Stored records:
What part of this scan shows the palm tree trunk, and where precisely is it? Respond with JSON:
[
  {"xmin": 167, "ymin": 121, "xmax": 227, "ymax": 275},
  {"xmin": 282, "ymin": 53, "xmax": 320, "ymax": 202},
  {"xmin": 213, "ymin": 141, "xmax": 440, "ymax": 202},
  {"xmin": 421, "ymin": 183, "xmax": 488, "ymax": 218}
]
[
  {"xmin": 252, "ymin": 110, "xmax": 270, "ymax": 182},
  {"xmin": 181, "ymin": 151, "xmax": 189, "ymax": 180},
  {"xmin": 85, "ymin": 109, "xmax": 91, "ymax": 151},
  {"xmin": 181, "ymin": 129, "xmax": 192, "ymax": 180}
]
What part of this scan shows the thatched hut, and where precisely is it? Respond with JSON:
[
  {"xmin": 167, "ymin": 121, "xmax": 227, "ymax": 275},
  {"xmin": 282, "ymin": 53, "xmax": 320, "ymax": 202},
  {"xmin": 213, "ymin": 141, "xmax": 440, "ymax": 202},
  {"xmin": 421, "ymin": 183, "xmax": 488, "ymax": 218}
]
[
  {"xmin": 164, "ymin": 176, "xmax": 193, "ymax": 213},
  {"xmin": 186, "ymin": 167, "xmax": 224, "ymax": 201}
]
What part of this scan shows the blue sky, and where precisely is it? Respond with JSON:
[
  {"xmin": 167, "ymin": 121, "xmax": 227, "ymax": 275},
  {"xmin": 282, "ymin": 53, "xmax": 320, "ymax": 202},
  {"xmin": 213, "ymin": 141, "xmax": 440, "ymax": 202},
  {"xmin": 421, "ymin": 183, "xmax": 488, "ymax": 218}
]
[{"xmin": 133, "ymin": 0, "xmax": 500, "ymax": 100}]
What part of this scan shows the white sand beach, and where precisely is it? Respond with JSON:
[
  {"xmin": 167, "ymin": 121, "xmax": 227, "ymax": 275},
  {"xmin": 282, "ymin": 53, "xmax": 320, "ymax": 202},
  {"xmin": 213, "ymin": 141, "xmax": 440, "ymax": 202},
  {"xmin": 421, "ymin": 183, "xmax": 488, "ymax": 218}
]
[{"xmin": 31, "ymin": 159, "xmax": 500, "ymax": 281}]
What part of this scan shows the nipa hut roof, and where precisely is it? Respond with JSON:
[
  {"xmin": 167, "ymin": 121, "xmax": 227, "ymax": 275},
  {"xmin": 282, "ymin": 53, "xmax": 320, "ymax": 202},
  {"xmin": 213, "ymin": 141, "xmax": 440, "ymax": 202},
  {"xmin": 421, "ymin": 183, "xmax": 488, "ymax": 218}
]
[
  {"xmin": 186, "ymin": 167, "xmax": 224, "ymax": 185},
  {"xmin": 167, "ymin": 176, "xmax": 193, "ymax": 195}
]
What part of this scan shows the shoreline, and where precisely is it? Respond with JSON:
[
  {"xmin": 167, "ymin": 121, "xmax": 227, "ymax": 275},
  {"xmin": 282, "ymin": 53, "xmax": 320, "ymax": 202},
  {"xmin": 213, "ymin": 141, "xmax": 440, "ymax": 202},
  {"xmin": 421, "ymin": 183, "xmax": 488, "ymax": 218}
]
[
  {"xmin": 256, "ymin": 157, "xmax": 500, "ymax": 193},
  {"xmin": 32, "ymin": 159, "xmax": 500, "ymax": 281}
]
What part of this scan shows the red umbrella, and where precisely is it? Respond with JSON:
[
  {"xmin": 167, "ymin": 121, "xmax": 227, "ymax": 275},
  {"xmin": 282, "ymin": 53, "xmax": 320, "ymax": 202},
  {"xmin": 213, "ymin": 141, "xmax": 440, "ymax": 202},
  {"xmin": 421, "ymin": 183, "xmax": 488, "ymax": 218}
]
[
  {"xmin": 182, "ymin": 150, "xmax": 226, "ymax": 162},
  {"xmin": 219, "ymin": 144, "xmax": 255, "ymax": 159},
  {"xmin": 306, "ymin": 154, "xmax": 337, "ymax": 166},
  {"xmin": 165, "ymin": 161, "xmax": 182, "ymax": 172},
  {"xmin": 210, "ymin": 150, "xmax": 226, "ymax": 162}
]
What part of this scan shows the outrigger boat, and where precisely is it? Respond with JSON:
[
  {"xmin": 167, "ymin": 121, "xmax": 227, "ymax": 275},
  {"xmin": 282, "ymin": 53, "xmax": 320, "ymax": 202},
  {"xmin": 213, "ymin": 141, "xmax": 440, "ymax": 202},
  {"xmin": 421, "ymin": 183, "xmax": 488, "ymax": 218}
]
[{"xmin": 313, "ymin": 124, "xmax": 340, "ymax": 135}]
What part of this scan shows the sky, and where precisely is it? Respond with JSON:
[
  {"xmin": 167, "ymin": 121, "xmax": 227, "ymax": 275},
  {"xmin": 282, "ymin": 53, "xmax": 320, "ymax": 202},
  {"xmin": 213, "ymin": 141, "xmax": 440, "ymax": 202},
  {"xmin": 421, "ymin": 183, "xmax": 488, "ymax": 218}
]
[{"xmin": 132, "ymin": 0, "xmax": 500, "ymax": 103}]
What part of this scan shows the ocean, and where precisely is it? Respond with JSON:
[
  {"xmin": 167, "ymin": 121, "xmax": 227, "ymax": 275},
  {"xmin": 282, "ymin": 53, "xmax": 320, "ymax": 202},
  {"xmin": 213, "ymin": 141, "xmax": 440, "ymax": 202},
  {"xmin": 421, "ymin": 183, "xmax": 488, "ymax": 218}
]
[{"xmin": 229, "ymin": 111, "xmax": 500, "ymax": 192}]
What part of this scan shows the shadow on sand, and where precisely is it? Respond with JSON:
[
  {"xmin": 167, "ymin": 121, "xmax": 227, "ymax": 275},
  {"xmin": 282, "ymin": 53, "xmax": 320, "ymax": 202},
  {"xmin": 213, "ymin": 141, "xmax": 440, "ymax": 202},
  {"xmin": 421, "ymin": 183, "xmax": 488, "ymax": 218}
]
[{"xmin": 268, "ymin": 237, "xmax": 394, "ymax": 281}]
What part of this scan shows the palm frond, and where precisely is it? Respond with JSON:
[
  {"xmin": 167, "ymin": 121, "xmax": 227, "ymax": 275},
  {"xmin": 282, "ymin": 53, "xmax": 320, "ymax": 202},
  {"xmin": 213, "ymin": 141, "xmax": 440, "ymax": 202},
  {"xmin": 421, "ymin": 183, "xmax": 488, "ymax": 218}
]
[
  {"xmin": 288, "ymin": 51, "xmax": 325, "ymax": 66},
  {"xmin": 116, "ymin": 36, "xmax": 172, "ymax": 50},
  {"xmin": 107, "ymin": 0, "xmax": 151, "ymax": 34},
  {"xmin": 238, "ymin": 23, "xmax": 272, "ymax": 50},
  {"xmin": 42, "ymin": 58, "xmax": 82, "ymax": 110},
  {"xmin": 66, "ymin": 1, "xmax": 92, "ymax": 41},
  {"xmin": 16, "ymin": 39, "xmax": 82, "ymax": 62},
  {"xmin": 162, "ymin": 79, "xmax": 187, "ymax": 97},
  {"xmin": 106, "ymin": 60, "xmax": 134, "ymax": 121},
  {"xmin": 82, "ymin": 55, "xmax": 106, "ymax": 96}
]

■ **Objective**
Repeat the lines above verbatim, from the line containing "What part of this scan shows the palm frond, and" through the last line.

■ **Answer to the problem**
What part of this scan shows the palm frond, and where precisely is it? Respond with JSON:
[
  {"xmin": 167, "ymin": 121, "xmax": 227, "ymax": 275},
  {"xmin": 282, "ymin": 53, "xmax": 320, "ymax": 202},
  {"xmin": 213, "ymin": 141, "xmax": 440, "ymax": 202},
  {"xmin": 421, "ymin": 183, "xmax": 488, "ymax": 218}
]
[
  {"xmin": 288, "ymin": 51, "xmax": 325, "ymax": 66},
  {"xmin": 116, "ymin": 36, "xmax": 172, "ymax": 50},
  {"xmin": 107, "ymin": 0, "xmax": 151, "ymax": 34},
  {"xmin": 238, "ymin": 23, "xmax": 272, "ymax": 50},
  {"xmin": 42, "ymin": 58, "xmax": 82, "ymax": 110},
  {"xmin": 66, "ymin": 1, "xmax": 92, "ymax": 41},
  {"xmin": 16, "ymin": 39, "xmax": 82, "ymax": 62},
  {"xmin": 162, "ymin": 79, "xmax": 187, "ymax": 97},
  {"xmin": 106, "ymin": 60, "xmax": 134, "ymax": 121},
  {"xmin": 82, "ymin": 55, "xmax": 106, "ymax": 96}
]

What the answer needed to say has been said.